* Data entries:
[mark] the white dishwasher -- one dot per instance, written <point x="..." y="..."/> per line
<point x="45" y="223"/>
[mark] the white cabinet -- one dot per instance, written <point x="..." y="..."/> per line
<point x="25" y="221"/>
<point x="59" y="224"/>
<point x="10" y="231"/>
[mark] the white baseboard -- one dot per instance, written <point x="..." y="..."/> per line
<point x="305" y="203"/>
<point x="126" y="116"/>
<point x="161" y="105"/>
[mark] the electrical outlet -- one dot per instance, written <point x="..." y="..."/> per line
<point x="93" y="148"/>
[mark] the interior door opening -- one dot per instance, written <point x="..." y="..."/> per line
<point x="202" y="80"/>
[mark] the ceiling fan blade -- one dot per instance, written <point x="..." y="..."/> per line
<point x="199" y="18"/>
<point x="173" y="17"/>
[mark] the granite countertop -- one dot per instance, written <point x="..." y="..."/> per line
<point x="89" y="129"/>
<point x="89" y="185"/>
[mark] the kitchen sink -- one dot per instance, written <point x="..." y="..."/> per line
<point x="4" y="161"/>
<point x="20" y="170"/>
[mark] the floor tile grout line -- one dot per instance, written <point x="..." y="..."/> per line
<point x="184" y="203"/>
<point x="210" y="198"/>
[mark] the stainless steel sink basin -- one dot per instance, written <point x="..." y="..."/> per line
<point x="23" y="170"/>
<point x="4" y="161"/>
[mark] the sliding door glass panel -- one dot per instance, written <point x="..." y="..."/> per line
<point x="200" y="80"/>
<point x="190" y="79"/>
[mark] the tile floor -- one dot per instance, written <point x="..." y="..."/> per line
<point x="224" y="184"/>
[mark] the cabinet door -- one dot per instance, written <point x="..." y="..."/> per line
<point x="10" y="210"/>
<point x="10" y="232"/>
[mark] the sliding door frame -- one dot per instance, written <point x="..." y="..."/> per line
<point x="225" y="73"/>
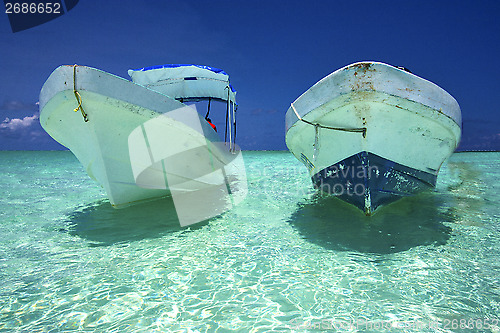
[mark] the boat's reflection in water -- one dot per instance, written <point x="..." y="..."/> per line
<point x="102" y="225"/>
<point x="407" y="223"/>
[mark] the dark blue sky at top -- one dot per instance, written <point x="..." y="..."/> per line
<point x="273" y="51"/>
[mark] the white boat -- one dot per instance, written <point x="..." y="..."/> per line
<point x="371" y="133"/>
<point x="137" y="139"/>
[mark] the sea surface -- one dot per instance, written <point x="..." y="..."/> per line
<point x="285" y="259"/>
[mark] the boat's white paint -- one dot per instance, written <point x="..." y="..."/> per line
<point x="409" y="120"/>
<point x="116" y="107"/>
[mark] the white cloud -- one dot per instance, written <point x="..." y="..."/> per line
<point x="16" y="124"/>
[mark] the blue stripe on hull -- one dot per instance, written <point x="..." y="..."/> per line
<point x="368" y="181"/>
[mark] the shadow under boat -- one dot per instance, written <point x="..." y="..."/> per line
<point x="103" y="225"/>
<point x="402" y="225"/>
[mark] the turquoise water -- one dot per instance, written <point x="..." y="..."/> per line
<point x="286" y="259"/>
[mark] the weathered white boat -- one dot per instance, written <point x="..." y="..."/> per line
<point x="137" y="139"/>
<point x="371" y="133"/>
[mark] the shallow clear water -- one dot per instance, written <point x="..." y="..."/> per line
<point x="286" y="259"/>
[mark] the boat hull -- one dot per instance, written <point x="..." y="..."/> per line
<point x="117" y="108"/>
<point x="410" y="126"/>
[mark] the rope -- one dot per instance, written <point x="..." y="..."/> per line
<point x="354" y="130"/>
<point x="78" y="97"/>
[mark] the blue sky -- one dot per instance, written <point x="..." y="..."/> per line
<point x="273" y="51"/>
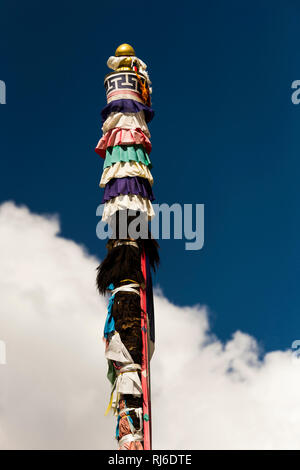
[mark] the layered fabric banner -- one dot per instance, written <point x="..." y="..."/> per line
<point x="128" y="201"/>
<point x="122" y="169"/>
<point x="135" y="153"/>
<point x="126" y="271"/>
<point x="127" y="106"/>
<point x="119" y="136"/>
<point x="128" y="185"/>
<point x="126" y="121"/>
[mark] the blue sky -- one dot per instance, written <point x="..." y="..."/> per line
<point x="225" y="134"/>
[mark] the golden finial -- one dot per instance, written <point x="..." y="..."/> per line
<point x="125" y="50"/>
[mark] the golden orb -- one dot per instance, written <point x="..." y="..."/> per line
<point x="125" y="50"/>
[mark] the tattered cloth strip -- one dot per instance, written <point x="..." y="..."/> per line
<point x="124" y="153"/>
<point x="127" y="380"/>
<point x="122" y="169"/>
<point x="126" y="121"/>
<point x="128" y="201"/>
<point x="127" y="106"/>
<point x="118" y="136"/>
<point x="126" y="423"/>
<point x="114" y="63"/>
<point x="131" y="441"/>
<point x="128" y="185"/>
<point x="109" y="326"/>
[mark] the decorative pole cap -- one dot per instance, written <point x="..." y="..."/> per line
<point x="124" y="50"/>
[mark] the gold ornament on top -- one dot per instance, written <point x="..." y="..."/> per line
<point x="125" y="50"/>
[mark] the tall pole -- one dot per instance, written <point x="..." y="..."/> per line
<point x="132" y="253"/>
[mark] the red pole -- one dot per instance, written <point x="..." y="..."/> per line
<point x="145" y="373"/>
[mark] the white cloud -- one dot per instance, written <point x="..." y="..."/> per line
<point x="54" y="391"/>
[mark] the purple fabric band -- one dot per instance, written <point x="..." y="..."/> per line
<point x="127" y="106"/>
<point x="128" y="185"/>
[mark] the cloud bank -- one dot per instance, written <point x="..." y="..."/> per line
<point x="54" y="391"/>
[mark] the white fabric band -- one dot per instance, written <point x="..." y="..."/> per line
<point x="123" y="169"/>
<point x="126" y="121"/>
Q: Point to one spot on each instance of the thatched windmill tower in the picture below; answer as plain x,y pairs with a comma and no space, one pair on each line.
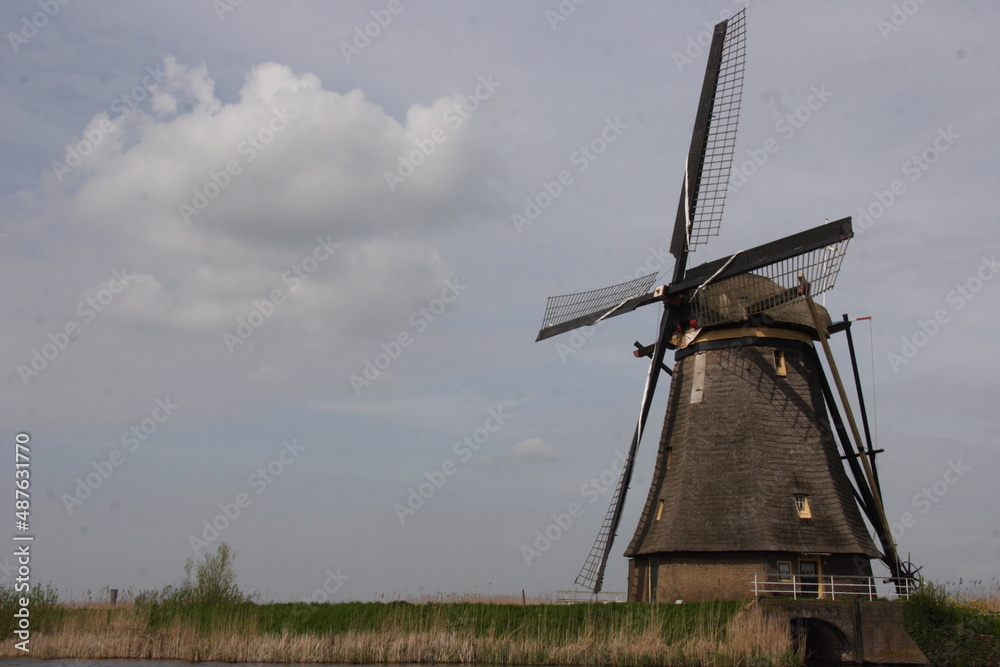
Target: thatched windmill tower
748,477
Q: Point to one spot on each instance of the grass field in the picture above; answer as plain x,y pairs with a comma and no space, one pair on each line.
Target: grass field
719,633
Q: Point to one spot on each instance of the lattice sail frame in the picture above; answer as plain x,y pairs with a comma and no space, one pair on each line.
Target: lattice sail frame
769,287
597,304
720,144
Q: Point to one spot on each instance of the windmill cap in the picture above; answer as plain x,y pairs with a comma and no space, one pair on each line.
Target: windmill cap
754,300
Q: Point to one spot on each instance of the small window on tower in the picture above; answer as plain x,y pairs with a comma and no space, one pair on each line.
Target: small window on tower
779,363
802,506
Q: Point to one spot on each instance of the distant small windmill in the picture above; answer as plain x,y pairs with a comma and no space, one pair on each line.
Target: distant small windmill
748,478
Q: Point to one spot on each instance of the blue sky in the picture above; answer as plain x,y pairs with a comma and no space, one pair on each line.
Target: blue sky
260,260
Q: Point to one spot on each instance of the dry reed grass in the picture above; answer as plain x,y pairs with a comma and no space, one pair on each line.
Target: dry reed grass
749,638
979,595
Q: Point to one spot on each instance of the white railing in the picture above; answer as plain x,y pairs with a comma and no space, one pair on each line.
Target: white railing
576,597
830,587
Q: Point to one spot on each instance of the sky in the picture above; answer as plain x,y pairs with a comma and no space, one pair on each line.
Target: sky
273,273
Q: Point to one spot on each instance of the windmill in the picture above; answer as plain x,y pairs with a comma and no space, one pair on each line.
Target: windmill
748,477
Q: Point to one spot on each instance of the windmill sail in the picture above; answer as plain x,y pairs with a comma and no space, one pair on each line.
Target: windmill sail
713,143
699,215
592,573
571,311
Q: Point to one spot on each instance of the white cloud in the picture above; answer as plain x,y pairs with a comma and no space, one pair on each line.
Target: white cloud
533,449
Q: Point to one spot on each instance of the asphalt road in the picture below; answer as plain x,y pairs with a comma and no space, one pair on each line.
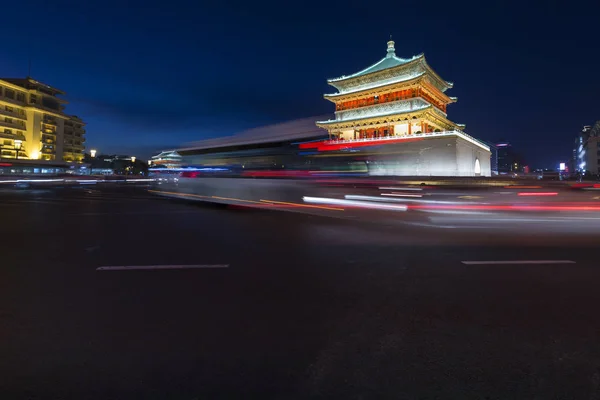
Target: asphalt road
307,307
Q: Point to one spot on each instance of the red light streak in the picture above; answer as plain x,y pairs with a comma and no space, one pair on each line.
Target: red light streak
327,145
538,194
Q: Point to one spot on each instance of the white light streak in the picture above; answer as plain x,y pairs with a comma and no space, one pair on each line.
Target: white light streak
353,203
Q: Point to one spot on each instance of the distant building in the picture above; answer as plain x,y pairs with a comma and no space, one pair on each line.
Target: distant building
587,148
34,126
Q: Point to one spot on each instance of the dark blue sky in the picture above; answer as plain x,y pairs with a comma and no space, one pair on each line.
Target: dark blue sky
152,74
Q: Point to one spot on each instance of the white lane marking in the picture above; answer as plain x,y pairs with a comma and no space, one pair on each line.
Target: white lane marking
150,267
518,262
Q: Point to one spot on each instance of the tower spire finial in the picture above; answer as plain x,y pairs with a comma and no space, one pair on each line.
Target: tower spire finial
391,49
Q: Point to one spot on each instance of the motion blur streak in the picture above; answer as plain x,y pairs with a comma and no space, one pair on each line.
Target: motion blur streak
179,194
401,195
505,207
302,205
384,199
234,199
398,188
354,203
538,194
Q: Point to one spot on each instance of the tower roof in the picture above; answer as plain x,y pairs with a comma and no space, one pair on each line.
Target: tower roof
389,61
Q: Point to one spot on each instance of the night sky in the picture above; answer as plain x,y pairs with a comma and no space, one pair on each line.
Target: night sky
149,74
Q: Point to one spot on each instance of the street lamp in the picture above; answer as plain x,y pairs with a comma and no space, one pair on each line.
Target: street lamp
18,143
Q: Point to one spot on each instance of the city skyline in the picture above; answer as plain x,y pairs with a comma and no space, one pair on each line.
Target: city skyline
159,77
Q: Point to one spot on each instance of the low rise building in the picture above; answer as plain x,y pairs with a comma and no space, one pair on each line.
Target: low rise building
34,125
587,148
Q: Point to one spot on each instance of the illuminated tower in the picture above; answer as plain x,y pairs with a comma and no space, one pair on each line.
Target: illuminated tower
393,97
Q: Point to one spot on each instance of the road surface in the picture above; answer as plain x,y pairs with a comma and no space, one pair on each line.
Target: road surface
288,305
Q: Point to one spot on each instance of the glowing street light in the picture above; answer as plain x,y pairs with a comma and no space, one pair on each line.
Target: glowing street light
18,144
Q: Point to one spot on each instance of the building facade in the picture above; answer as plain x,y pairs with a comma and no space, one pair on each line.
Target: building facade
396,101
34,125
587,148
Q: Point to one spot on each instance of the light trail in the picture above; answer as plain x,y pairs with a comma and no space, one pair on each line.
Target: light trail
354,203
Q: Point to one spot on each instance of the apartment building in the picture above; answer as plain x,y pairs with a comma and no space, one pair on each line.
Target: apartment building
34,125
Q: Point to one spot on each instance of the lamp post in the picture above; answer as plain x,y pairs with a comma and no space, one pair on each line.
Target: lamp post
18,143
92,155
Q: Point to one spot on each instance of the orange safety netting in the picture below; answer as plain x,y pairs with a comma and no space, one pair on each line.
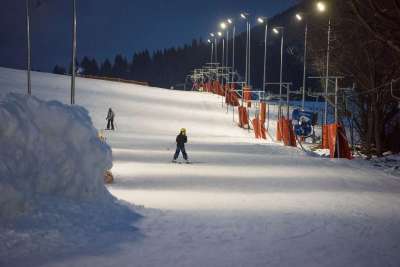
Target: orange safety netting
325,137
263,112
259,128
247,96
208,87
337,140
217,88
232,98
243,117
256,127
279,130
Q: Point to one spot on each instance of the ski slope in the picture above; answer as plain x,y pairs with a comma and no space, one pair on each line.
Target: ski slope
241,203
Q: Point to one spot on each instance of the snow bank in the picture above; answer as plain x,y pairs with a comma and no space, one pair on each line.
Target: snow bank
48,148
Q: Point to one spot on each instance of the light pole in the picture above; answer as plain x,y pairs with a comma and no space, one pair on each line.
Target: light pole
73,52
223,27
219,34
262,20
233,48
245,17
300,17
212,49
321,7
216,46
28,40
276,31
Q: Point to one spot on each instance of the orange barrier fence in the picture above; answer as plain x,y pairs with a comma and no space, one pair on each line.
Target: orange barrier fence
259,128
243,117
325,137
263,111
232,98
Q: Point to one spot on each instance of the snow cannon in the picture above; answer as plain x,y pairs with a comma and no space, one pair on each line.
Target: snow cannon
303,122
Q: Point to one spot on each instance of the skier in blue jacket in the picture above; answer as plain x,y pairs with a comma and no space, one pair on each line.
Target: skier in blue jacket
181,139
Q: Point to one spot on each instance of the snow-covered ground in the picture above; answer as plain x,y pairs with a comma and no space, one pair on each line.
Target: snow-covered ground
242,202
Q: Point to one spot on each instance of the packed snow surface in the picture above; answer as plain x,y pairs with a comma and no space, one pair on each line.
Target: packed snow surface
49,148
241,203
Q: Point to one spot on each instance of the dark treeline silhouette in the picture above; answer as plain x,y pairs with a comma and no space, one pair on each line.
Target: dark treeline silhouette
169,67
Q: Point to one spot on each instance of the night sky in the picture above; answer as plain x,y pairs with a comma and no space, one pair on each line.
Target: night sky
107,27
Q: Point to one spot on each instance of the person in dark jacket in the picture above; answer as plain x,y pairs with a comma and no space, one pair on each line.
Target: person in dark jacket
181,139
110,119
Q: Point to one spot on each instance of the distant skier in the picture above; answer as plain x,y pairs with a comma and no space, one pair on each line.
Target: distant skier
181,139
110,119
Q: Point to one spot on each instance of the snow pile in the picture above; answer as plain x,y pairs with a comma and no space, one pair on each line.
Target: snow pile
48,148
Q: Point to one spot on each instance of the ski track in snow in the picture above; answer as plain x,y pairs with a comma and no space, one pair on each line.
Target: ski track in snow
241,203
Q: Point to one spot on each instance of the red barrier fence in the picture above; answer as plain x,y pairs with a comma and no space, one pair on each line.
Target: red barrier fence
243,117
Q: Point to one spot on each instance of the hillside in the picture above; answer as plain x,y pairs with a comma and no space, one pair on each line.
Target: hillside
241,203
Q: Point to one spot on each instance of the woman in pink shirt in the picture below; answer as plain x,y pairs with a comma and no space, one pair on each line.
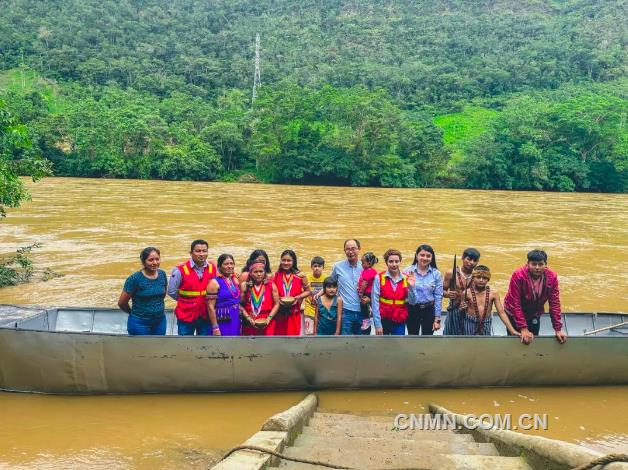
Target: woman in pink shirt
365,287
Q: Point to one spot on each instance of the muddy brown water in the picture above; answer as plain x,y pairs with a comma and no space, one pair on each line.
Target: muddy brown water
92,232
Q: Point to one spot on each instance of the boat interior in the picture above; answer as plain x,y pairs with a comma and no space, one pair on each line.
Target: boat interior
113,321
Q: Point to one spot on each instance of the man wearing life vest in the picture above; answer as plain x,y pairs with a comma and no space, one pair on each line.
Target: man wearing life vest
188,286
388,298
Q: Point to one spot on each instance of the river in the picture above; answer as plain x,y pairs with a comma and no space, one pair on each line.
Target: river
93,230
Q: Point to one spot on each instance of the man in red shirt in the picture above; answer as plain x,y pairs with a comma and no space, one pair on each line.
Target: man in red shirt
531,286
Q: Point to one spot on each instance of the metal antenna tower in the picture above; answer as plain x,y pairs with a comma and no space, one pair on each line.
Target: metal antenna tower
257,81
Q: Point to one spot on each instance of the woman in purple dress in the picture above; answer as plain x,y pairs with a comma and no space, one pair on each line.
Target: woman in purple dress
223,299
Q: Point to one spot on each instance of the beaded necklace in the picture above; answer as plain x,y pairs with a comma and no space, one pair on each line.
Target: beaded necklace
233,288
486,303
465,281
287,283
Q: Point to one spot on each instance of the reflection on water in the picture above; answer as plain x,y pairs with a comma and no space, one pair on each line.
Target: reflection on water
172,431
93,231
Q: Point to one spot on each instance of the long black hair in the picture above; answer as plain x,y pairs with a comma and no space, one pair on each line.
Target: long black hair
254,255
145,253
429,249
292,255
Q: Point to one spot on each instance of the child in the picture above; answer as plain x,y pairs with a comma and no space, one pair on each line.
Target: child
365,286
478,306
328,309
316,284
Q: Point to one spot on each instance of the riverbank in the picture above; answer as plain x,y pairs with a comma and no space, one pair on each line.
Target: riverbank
168,431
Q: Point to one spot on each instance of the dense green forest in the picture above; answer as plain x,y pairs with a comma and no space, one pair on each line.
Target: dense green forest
510,94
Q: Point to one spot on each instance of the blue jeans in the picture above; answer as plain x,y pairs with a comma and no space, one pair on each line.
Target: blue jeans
201,326
146,326
351,322
392,328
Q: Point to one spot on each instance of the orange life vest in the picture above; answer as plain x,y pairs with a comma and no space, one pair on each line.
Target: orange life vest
191,303
392,302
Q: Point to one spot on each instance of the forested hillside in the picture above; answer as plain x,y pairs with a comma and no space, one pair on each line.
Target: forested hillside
503,94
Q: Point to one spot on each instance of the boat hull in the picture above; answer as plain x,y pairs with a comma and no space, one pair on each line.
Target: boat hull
88,363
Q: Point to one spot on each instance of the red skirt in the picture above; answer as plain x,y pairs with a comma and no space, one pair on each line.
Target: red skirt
248,330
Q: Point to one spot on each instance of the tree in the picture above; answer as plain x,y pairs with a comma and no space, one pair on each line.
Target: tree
16,158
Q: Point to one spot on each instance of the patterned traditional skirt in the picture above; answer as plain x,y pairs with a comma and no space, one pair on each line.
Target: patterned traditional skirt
473,326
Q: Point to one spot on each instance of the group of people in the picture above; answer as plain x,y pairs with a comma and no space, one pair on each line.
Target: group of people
356,299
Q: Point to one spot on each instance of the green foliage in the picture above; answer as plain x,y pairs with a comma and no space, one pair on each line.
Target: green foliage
570,139
435,52
460,129
478,94
17,268
16,158
341,136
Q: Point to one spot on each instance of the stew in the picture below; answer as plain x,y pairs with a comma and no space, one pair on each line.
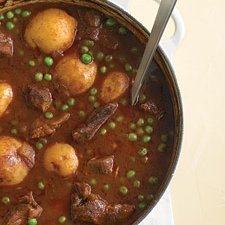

* Action item:
Pick out and copy the lines of the entries that hold the string "below".

* Response:
Q: Point to one spot on each instance of the thatched windmill tower in the picture below; answer as plain x,y pairs with a comma and no space, one pair on each line.
Q: Point to one spot on each instance of the asphalt road in the picture below; answer as plain x,y pairs with a comma and no space, one pair on each line.
Q: Point to one spot on each instance of the orange safety netting in the picture below; answer as plain x,y pairs with a comma and no space, one pair on each line.
Q: Point to one spot on each instance of the woman in pink shirt in the picture below; answer as plain x,y pairs with a comma and no space, one pair on each line.
Q: Point to one spot on each instance of the stew in the picture below; answer as plain x,y pairs with a comma and no space, one pair on each line.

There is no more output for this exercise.